_本文_.
チェルノヴイリなどの治療にも当たった専門家を攻撃する狂犬ども
 山下教授は、長崎生まれの被爆2世である。地元の長崎大学医学部を卒業し、放射能のリスクを十分に知る立場であり、その出自からも放射能災害に救済と調査研究には熱心で、1991年からチェルノヴイリ原発事故による被曝者治療にも関わり、特に子どもの甲状腺がんに関しは多くの実績を残している。福島第1原発事故後の3月19日に、佐藤雄平知事の委嘱を受け、福島県の放射線リスク管理アドバイザーに就任し、県内を巡回し、原発事故と放射線の影響に関して講演を行ってきた。
 その主張は、「放射能を正しく知って正しく怖がろう」というものだ。たった1ミリシーベルト程度の被曝に恐れ、子どもたちを外で遊ばせなかったり、マスクを着用させたり、水泳授業を中止させたりすることには批判的だ。リブパブリが前から主張しているように、年間100ミリシーベルトでも健康リスクは無視できる程度と、真っ当な主張を、分かりやすい言葉で説いてきた。

_提供資料_.

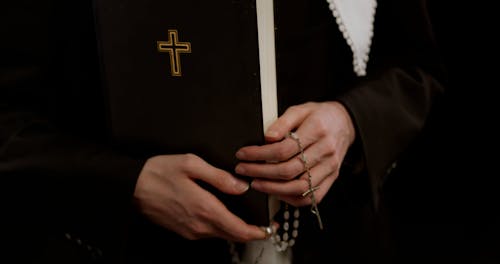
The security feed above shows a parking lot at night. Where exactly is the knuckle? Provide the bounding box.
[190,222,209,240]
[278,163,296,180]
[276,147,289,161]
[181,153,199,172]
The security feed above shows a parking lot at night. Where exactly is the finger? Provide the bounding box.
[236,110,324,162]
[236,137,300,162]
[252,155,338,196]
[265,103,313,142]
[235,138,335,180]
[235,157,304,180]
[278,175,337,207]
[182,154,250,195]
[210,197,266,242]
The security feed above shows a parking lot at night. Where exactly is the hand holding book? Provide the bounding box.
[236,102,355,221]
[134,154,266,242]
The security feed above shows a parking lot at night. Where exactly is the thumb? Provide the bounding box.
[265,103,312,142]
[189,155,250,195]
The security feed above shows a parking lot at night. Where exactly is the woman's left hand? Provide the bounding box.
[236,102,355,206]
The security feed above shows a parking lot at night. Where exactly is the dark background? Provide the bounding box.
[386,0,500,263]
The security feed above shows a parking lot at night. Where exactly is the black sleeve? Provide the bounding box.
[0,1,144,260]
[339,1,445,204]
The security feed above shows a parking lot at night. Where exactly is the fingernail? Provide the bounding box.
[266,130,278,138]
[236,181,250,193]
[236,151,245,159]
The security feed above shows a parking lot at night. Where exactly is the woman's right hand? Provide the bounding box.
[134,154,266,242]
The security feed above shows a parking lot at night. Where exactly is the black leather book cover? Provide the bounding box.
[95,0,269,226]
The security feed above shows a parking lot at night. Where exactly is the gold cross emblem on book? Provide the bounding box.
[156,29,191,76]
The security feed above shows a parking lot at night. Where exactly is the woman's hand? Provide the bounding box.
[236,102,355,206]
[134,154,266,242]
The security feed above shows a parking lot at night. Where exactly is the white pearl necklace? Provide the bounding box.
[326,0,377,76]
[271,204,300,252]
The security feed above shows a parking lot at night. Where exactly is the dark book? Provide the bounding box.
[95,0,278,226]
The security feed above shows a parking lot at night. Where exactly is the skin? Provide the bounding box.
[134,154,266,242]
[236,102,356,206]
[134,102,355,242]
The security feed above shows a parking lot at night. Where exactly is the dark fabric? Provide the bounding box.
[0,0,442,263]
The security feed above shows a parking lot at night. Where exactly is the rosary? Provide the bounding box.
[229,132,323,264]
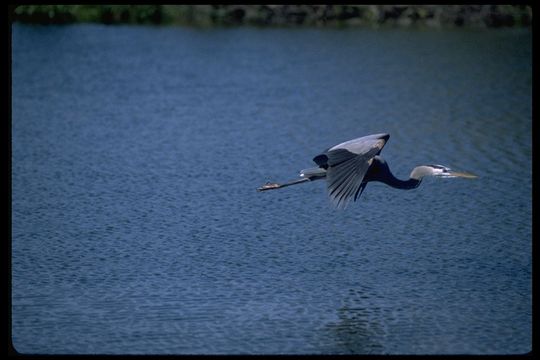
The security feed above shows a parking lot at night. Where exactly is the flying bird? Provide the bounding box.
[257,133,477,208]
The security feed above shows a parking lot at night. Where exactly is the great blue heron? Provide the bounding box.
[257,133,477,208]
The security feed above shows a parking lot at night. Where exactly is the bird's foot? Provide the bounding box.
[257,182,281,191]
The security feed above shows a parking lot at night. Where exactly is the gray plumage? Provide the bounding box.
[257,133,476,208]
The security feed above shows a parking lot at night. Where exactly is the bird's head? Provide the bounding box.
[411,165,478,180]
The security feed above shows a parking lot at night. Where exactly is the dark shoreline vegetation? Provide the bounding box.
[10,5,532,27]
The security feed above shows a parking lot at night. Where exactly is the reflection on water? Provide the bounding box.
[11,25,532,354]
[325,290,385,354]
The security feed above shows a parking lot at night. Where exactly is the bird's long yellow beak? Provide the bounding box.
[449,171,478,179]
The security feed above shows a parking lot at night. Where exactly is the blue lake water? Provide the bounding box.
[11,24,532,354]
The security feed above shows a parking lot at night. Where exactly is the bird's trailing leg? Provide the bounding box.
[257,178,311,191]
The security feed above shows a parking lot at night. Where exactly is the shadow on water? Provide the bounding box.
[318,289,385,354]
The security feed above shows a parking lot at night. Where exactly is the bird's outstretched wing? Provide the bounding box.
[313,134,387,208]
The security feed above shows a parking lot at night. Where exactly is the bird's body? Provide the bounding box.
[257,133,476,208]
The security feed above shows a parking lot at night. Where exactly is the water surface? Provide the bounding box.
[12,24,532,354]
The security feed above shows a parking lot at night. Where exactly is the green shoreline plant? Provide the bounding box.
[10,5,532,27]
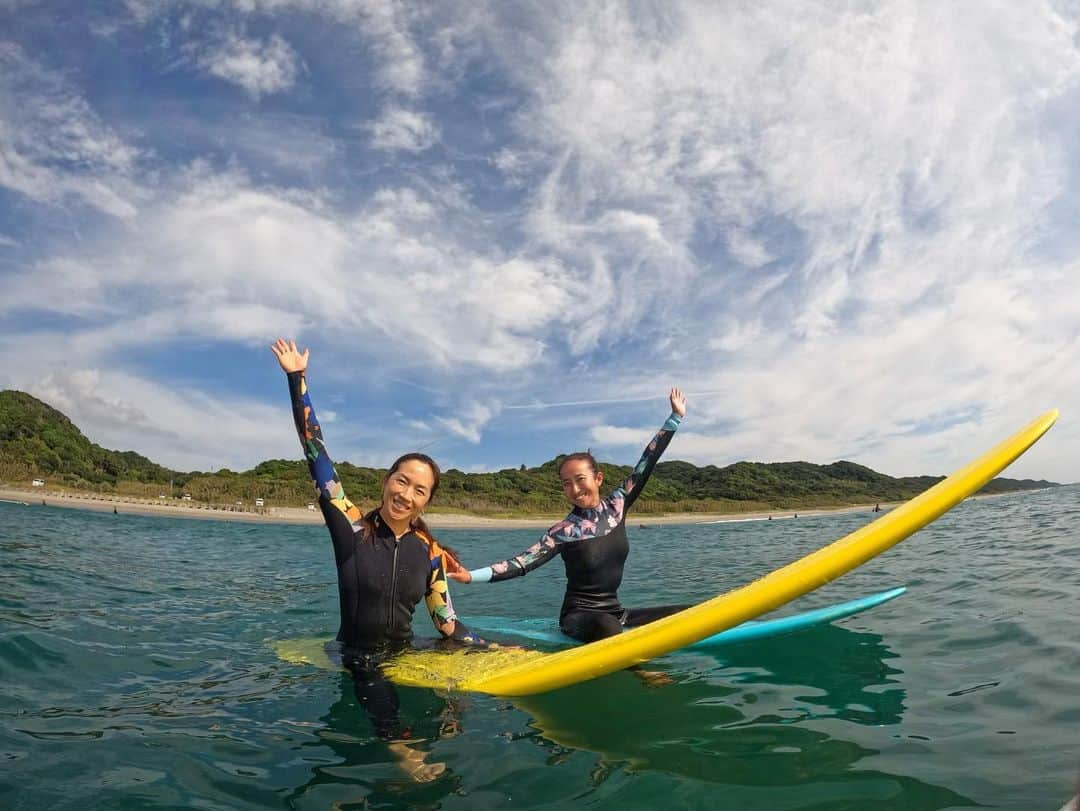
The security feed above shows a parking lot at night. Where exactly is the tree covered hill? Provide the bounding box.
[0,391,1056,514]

_課題_. 山下教授についての本文から、「チェルノヴイリなどの治療にも当たった専門家を攻撃する狂犬ども」から「かりやすい言葉で説いてきた。」までをすべて、一字も変えずに返してください。 資料は参照しなくてかまいません。

_回答_.
チェルノヴイリなどの治療にも当たった専門家を攻撃する狂犬ども
 山下教授は、長崎生まれの被爆2世である。地元の長崎大学医学部を卒業し、放射能のリスクを十分に知る立場であり、その出自からも放射能災害に救済と調査研究には熱心で、1991年からチェルノヴイリ原発事故による被曝者治療にも関わり、特に子どもの甲状腺がんに関しは多くの実績を残している。福島第1原発事故後の3月19日に、佐藤雄平知事の委嘱を受け、福島県の放射線リスク管理アドバイザーに就任し、県内を巡回し、原発事故と放射線の影響に関して講演を行ってきた。
 その主張は、「放射能を正しく知って正しく怖がろう」というものだ。たった1ミリシーベルト程度の被曝に恐れ、子どもたちを外で遊ばせなかったり、マスクを着用させたり、水泳授業を中止させたりすることには批判的だ。リブパブリが前から主張しているように、年間100ミリシーベルトでも健康リスクは無視できる程度と、真っ当な主張を、分かりやすい言葉で説いてきた。